No es esta, sinceramente, y me duele decirlo, una película seria. Para los que vivimos con inquietud aquellos sucesos que ocurrían lejos de nuestras fronteras, pero que nos hacían revivir fantasmas cercanos, está película nos resulta inútil, insuficiente y nada atractiva. No se puede alardear, ni echar mano del tópico y menos hacerlo con una torpeza narrativa tan brutal como la que compara el momento en el que el padre del protagonista acude a recoger productos a un almacén repleto hasta los topes con el siguiente paseo de padre e hijo por unos comercios en los que, con carteles en las puertas, se anuncia que no hay nada de nada. Esa forma de explicar unos hechos es, como mínimo, infantil.

Los hechos en el filme se suceden por imperiosa necesidad del guionista-director porque así lo dicta y lo desea No hay otro sentido para ello. Es la escena (sin sentido) de la compra de la leche condensada cuya única motivación es llegar a (otra escena interminable) la bebida (con besos) de la leche en “trío”. Una escena que supone el encuentro de Gonzalo con el (o el nacimiento al) deseo amoroso. ¿Simbólico enjuiciamiento de su unidad con la clase trabajadora? De todas formas, dentro de la grandiosa torpeza narrativa del filme hay dos secuencias que ganan a todas en ello y también en ingenuidad). La primera es la interrupción (imposible) de la misa por parte del padre, quien con su intervención/aparición anula el lugar sagrado, escena que concluye, para mayor indignación, con el reconocimiento general por parte sus discípulos (en la línea del final de El club de los poetas muertos o del grito “Yo soy Espartaco” de la película de Kubrick) al despedirle poniéndose todos en pie. Esta secuencia (con silencio total de los asistentes a la Misa, es más inconcebible en tanto el acto aparece presidido por la autoridad militar) es pareja a otra tan bobalicona como la asamblea en el colegio.

________

# Orden de trabajo 1:
Vuelve a escribir, sin cambios, todo el pasaje de la reseña de la película que va desde "No es esta, sinceramente, y" hasta "como mínimo, infantil.".
# Orden de trabajo 2:
Enumera los tres calificativos que la reseña de la película aplica a la cinta en su segunda oración.
# Orden de trabajo 3:
Escribe lo que sigue a la reseña de la película a partir de su última oración.

________

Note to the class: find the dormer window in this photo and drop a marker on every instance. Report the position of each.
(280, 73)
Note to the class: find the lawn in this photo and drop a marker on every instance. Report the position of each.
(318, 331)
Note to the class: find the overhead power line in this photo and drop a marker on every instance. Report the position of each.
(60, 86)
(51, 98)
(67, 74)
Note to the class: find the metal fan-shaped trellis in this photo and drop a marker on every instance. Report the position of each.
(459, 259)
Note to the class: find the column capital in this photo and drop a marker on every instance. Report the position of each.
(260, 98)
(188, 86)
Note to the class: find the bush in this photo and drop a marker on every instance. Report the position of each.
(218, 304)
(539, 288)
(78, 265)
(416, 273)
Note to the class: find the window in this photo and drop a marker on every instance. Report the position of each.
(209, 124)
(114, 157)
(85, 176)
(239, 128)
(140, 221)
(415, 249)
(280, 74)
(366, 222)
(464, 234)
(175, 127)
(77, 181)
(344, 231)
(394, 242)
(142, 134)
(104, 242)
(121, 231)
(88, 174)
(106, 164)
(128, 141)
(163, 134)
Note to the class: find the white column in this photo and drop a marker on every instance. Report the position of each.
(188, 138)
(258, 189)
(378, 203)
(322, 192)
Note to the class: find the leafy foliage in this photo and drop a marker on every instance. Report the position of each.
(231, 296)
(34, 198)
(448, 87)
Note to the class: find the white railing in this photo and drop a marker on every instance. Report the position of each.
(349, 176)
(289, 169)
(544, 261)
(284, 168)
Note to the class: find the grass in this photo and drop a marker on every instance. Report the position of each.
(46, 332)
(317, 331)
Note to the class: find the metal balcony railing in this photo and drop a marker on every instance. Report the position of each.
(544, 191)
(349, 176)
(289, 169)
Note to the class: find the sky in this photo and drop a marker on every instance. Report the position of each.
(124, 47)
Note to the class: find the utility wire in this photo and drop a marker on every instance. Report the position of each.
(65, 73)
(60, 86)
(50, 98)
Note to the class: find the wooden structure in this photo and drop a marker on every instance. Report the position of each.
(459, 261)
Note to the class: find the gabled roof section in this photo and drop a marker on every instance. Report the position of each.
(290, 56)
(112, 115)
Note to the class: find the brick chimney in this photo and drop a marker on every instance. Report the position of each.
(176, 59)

________

# Resultado 1:
No es esta, sinceramente, y me duele decirlo, una película seria. Para los que vivimos con inquietud aquellos sucesos que ocurrían lejos de nuestras fronteras, pero que nos hacían revivir fantasmas cercanos, está película nos resulta inútil, insuficiente y nada atractiva. No se puede alardear, ni echar mano del tópico y menos hacerlo con una torpeza narrativa tan brutal como la que compara el momento en el que el padre del protagonista acude a recoger productos a un almacén repleto hasta los topes con el siguiente paseo de padre e hijo por unos comercios en los que, con carteles en las puertas, se anuncia que no hay nada de nada. Esa forma de explicar unos hechos es, como mínimo, infantil.

# Resultado 2:
inútil, insuficiente, nada atractiva

# Resultado 3:
Pero la otra secuencia que quería reseñar es la antefinal y que corresponde a la destrucción de las barracas (probablemente también del mundo infantil de Gonzalo). Es la despedida de Gonzalo de aquellos sitios en los que quizá pensará (junto a Machuca y a primera chica a la que deseo) se podía construir (?) un mundo diferente. Pero, claro, tal como está dada esa secuencia lo único dominante es la idea que se quiere expresar, nunca aquello que realmente se da o aparece en las imágenes. ¿Cómo es posible que Gonzalo pueda moverse por allí, entre los soldados, sin que nadie le diga nada? Eso sí, ya al final le dan el alto, pero para dejar claro una cosa, por si la ignorábamos, las clases existen y seguirán existiendo: el soldado que detiene al muchacho le deja ir al comprobar que lleva unas zapatillas Adidas, o sea, de gente pudiente. Por tanto, no es niño de suburbio, lo que impide que sea partidario de Allende. Todo ello mostrado así de infantil, por si aún el espectador no hubiera cogido el mensaje repetitivo de este torpe filme.

No basta para describir un ambiente, o mostrar una época, una realidad, con dos o tres manifestaciones, con escritos en muros que cambian o con personajes que no son sino ideas (el chico algo mayor “desarrapado” o el amante rico no son más que dos típicos ejemplos). El cine, y el panfleto, el bueno, son una cosa muy distinta de este título fácilmente olvidable.

Al terminar comprobé que en la producción había intervenido por parte española, entre otros, Gerardo Herrero. No era nada raro: Machuca es una película que podría estar firmada por tal productor. Es igual que lo que él opina es el cine y que se muestra a través de las pésimas películas que ha dirigido: unos personajes idea y unas buenas intenciones caminando sin rumbo y, lo que es peor, sin calidad cinematográfica, a lo largo de unas insufribles, cargantes, monótonas e inacabables secuencias.